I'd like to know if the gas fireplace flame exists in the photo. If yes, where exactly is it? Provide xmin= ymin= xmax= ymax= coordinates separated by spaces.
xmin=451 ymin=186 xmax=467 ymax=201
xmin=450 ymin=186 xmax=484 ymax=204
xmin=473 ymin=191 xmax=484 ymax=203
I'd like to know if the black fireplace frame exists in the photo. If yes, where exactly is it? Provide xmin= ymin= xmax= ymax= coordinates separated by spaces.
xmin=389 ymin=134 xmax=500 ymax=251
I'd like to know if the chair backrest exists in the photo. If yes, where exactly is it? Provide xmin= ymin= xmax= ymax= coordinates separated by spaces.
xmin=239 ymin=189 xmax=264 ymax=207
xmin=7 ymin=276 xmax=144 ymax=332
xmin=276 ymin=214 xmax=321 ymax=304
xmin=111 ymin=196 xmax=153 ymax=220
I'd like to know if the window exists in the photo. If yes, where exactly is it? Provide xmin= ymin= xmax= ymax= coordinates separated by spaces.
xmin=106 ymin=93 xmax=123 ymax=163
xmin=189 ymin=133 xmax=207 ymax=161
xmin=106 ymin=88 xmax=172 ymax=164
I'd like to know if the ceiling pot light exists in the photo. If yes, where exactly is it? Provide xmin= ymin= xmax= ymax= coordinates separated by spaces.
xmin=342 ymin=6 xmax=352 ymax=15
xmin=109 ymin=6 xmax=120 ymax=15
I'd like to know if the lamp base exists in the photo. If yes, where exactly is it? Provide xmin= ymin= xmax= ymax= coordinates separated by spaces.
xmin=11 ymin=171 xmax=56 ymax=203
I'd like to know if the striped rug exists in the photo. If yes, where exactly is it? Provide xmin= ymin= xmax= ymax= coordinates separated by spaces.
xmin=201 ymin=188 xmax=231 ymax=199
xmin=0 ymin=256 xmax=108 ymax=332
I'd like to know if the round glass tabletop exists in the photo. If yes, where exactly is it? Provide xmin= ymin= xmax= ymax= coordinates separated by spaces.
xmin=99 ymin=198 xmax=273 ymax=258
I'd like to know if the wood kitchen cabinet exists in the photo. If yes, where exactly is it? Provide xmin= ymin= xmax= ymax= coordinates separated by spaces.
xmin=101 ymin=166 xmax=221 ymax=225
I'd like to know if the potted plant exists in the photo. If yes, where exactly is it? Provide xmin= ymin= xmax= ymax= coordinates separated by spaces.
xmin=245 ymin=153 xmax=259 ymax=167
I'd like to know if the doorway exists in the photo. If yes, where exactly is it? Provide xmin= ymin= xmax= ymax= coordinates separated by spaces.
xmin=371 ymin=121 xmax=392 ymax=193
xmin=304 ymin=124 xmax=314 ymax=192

**Direction**.
Format the items above, from the line containing "I'd like to know if the round" through the end of the items, inclusive, as a numbered list with blank lines left out.

**Answer**.
1. I'd like to know if the round glass tabletop exists in the photo. If yes, where exactly is it? Provide xmin= ymin= xmax= ymax= coordinates separated by spaces.
2. xmin=99 ymin=198 xmax=273 ymax=258
3. I'd like to know if the wood kitchen cabinet exists in the photo. If yes, where exactly is it? Provide xmin= ymin= xmax= ymax= coordinates separated by spaces.
4. xmin=101 ymin=166 xmax=221 ymax=225
5. I'd like to know if the potted plant exists in the photo. If yes, where exactly is it? Provide xmin= ymin= xmax= ymax= coordinates separated by spaces.
6. xmin=245 ymin=153 xmax=259 ymax=167
7. I'd like to know if the doorway exists in the photo. If yes, where exactly is it? Provide xmin= ymin= xmax= ymax= coordinates separated by spaces.
8. xmin=371 ymin=121 xmax=392 ymax=193
9. xmin=304 ymin=124 xmax=314 ymax=192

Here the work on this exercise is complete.